What this task involves: Return the lines below unchanged, starting with the line that contains "FLASHCARD FRONT: Where is the white fuselage" and going on through the line that contains "0;140;442;299", both included. Leave the pictures out of your answer.

Material to process:

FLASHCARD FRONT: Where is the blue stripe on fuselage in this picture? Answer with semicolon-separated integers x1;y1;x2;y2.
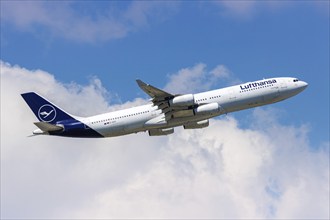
49;119;103;138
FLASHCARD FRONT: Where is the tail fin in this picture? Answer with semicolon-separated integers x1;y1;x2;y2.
21;92;74;124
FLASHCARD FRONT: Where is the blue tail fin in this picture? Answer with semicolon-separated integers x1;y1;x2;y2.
21;92;74;124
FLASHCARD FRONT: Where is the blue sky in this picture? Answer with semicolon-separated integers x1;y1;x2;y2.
0;0;330;219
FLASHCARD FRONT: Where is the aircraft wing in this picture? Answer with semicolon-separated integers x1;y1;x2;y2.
136;79;176;117
136;79;174;102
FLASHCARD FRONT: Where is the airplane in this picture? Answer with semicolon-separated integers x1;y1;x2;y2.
21;77;308;138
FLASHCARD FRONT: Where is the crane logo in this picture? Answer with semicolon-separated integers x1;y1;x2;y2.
38;104;56;122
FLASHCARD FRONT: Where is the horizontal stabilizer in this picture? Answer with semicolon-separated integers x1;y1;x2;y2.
34;122;63;132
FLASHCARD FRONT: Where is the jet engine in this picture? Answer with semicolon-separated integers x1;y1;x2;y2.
169;94;195;107
149;128;174;136
183;119;209;129
194;102;222;115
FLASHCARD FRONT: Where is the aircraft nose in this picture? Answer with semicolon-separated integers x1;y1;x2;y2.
300;81;308;89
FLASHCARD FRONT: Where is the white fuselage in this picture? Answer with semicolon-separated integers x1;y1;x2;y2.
80;77;307;137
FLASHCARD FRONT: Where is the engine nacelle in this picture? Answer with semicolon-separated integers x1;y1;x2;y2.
194;102;222;115
170;94;195;106
149;128;174;136
183;119;210;129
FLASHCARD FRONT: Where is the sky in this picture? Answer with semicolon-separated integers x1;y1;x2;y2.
0;0;330;219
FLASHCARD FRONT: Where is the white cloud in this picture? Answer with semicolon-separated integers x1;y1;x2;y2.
1;62;330;219
164;63;238;94
1;1;176;42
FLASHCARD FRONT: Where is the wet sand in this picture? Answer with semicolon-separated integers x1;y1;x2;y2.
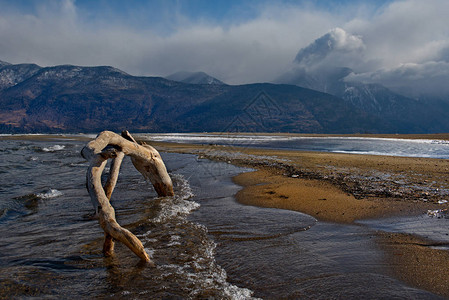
153;136;449;297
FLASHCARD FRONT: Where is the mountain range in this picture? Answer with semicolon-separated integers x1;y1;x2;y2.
0;61;449;133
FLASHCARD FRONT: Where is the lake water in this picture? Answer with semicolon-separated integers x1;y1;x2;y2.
142;133;449;159
0;137;444;299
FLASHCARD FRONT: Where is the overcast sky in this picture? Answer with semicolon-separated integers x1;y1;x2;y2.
0;0;449;96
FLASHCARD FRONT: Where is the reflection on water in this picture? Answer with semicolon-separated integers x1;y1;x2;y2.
0;140;442;299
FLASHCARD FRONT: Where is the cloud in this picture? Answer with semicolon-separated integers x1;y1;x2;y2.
0;0;449;92
295;27;365;69
0;0;334;84
345;61;449;98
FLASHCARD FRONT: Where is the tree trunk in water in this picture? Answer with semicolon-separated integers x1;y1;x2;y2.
81;131;174;262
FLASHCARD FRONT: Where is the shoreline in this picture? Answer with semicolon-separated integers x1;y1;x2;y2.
4;135;449;297
147;142;449;297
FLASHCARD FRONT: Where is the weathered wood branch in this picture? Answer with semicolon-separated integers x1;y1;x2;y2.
81;131;174;262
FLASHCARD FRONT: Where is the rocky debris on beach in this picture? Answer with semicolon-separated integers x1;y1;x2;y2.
192;149;449;204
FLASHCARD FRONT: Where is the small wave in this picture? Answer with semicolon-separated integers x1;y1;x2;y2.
151;174;200;223
42;145;65;152
36;189;62;199
157;223;254;299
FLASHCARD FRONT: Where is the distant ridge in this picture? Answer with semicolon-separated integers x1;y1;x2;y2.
165;71;225;84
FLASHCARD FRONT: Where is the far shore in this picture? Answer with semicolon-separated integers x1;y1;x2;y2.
0;133;449;297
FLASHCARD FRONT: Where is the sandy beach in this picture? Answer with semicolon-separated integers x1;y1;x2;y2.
2;135;449;297
152;136;449;297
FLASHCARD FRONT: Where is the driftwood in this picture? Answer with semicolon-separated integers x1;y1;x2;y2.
81;131;174;262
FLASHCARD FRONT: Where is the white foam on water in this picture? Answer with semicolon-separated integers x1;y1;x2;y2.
42;145;65;152
157;224;255;300
36;189;63;199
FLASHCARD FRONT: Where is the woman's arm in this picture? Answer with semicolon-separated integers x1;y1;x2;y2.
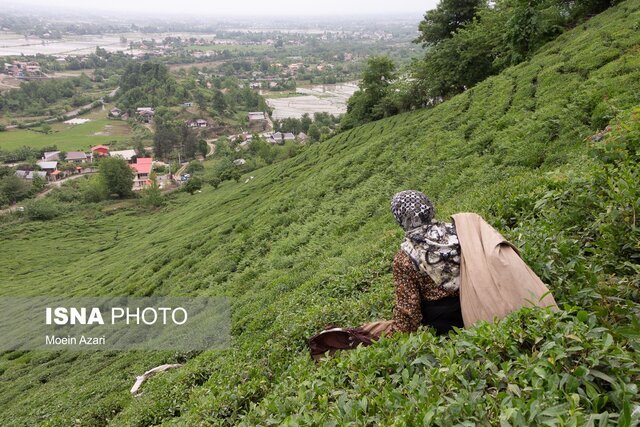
392;251;422;332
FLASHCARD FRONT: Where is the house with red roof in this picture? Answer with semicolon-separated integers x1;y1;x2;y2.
91;145;109;157
129;157;153;190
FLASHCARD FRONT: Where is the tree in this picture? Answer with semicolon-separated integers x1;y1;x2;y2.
140;172;164;208
414;0;486;46
182;176;202;194
340;56;396;131
31;175;47;193
213;90;227;114
209;176;222;189
98;157;133;197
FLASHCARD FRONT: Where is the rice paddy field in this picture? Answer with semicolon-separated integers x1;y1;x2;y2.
0;0;640;427
0;107;131;151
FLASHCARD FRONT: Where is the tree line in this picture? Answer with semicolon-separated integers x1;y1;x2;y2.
341;0;618;129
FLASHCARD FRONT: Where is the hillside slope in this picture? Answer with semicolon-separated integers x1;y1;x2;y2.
0;0;640;425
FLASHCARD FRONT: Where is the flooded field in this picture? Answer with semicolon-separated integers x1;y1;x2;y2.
267;82;358;120
0;33;135;56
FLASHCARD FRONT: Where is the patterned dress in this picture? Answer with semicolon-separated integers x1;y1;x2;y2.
391;250;459;332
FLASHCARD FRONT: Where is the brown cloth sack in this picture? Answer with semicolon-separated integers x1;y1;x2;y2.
452;213;558;328
309;320;393;361
309;328;373;361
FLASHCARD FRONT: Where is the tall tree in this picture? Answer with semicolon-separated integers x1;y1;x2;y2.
98;157;133;197
414;0;486;46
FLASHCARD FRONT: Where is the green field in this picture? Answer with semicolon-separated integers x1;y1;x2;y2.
0;0;640;426
0;110;130;151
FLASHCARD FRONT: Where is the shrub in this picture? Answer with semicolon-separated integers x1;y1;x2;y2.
25;198;64;221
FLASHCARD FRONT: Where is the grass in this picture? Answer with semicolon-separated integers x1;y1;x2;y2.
0;0;640;426
0;109;131;151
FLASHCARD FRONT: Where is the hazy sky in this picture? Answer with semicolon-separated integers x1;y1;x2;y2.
5;0;438;16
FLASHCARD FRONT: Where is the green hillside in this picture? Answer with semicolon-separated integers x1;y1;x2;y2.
0;0;640;426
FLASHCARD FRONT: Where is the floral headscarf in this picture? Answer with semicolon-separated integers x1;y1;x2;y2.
391;190;460;291
391;190;436;231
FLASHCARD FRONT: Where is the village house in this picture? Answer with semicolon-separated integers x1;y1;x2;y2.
16;169;47;181
108;107;122;119
65;151;90;163
109;150;137;163
247;111;267;132
129;157;153;190
42;151;60;162
186;119;209;128
37;160;60;180
271;132;283;144
91;145;109;157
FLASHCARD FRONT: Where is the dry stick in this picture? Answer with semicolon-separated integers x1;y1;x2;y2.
131;363;182;396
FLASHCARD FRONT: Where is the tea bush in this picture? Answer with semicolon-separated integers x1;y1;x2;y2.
0;0;640;426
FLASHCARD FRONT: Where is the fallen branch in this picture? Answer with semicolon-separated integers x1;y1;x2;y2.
131;363;182;396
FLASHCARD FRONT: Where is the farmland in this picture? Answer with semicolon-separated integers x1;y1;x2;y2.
0;109;131;151
0;0;640;426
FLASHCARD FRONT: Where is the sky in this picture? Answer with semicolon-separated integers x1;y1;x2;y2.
0;0;438;16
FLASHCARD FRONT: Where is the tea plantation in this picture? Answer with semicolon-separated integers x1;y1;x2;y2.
0;0;640;426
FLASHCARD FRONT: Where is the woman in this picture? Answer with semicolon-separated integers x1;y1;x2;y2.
309;190;558;360
390;190;464;334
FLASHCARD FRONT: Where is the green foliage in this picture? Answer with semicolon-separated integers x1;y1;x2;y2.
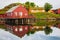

Solved problem:
FLASHCARD FRONT: Where is the white fuselage in this picture? Answer with semicolon-separated integers x1;y1;x2;y2.
80;77;307;137
FLASHCARD FRONT: Where is the engine nacelle in this picture? Answer with semicolon-separated integers x1;y1;x2;y2.
194;102;222;115
170;94;195;106
149;128;174;136
183;119;210;129
FLASHCARD FRONT: Where is the sky in this picture? Answer with semicolon-separated integers x1;y1;x2;y2.
0;0;330;219
FLASHCARD FRONT: Where is the white cloud in this picture? Answer with semicolon-separated integers x1;y1;x2;y2.
1;62;330;219
164;63;238;94
1;1;176;42
FLASHCARD FRONT: Where is the wet sand in this picture? Answer with semicolon-separated integers x1;y1;x2;y2.
153;136;449;297
FLASHCARD FRONT: Where is the mountain range in this picture? Answer with semicolon-separated integers x1;y1;x2;y2.
0;61;449;133
FLASHCARD FRONT: Where is the lake water in this picture? Answer with semicolon-separated integers x1;y1;x2;y2.
142;133;449;159
0;137;444;299
FLASHCARD FRONT: Where is the overcast sky in this picture? Answer with semicolon-separated integers x1;y1;x2;y2.
0;0;449;96
FLASHCARD FRONT: Where is the reflection on water in this picture? Answer with semicolon-separated integers x1;y1;x2;y2.
0;140;442;299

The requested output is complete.